▶ _Reading passage_:
Rochford and Southend East is a constituency represented in the House of Commons of the UK Parliament since 2005 by Sir James Duddridge, a Conservative.

History 
This seat was created for the 1997 general election primarily from the abolished constituency of Borough Constituency of Southend East, with the addition of Rochford and Great Wakering, which were previously in the abolished County Constituency of Rochford.

It has been held by the Conservatives since its formation.

Boundaries

1997–2010: The Borough of Southend-on-Sea wards of Milton, St Luke's, Shoebury, Southchurch, Thorpe, and Victoria, and the District of Rochford wards of Barling and Sutton, Foulness and Great Wakering East, Great Wakering Central, Great Wakering West, Rochford Eastwood, Rochford Roche, and Rochford St Andrews.

2010–present: The Borough of Southend-on-Sea wards of Kursaal, Milton, St Luke's, Shoeburyness, Southchurch, Thorpe, Victoria, and West Shoebury, and the District of Rochford wards of Barling and Sutton, Foulness and Great Wakering, and Rochford.

▶ _Short problem_:
According to the passage on Rochford and Southend East, which general election was the seat created for?

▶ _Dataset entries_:
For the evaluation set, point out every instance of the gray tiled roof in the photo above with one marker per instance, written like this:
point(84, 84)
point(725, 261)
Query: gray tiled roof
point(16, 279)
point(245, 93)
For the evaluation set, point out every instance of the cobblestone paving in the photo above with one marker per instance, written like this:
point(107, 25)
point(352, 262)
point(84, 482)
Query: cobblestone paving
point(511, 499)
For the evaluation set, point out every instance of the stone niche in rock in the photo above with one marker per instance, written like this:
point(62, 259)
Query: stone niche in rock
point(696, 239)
--
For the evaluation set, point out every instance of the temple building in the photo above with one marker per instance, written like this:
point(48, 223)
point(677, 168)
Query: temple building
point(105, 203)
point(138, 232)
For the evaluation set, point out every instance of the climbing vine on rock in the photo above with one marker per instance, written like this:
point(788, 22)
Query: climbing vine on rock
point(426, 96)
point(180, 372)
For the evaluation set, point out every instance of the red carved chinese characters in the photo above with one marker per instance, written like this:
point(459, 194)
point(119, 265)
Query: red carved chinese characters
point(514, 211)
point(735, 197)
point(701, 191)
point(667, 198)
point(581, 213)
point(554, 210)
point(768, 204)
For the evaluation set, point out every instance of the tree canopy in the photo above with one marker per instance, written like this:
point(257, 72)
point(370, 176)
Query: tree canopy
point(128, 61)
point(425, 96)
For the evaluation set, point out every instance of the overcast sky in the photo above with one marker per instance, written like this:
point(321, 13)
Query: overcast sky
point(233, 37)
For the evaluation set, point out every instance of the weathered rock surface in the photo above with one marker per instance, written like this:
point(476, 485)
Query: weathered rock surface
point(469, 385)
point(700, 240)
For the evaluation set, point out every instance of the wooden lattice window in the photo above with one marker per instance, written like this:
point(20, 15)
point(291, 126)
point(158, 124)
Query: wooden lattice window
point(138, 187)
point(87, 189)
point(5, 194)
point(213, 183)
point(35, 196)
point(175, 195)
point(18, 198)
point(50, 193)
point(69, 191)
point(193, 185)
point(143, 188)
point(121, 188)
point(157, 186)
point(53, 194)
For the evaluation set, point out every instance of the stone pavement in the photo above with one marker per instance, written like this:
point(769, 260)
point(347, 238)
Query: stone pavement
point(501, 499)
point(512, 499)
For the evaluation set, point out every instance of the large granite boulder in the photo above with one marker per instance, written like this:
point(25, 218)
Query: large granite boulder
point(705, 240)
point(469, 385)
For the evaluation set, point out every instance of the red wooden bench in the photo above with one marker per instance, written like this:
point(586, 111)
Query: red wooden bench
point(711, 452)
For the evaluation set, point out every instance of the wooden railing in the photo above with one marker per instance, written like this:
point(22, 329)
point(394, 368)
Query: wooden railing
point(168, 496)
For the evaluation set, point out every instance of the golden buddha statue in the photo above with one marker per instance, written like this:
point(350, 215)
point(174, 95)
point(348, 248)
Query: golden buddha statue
==
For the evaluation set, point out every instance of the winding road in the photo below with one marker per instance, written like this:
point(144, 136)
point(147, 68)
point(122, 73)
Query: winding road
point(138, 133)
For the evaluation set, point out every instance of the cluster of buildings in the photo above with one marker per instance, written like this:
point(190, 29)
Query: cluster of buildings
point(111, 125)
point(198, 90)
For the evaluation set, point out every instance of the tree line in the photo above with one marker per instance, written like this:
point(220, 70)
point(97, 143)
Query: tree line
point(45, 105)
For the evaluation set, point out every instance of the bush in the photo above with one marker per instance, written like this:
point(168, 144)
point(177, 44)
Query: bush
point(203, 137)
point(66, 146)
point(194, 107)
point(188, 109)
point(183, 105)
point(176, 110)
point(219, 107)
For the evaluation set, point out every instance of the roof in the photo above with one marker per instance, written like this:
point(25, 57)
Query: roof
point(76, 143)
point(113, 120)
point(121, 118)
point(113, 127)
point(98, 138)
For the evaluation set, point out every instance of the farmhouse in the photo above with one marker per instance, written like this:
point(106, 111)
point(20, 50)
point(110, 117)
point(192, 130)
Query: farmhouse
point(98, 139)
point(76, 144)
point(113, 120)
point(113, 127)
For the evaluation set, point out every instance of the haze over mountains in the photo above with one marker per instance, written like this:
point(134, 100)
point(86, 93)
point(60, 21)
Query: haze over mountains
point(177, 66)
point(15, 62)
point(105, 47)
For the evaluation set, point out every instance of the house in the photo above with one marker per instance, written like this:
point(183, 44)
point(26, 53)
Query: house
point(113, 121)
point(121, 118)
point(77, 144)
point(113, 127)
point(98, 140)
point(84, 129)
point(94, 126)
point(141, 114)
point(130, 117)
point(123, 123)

▶ _Response for this exercise_:
The 1997 general election.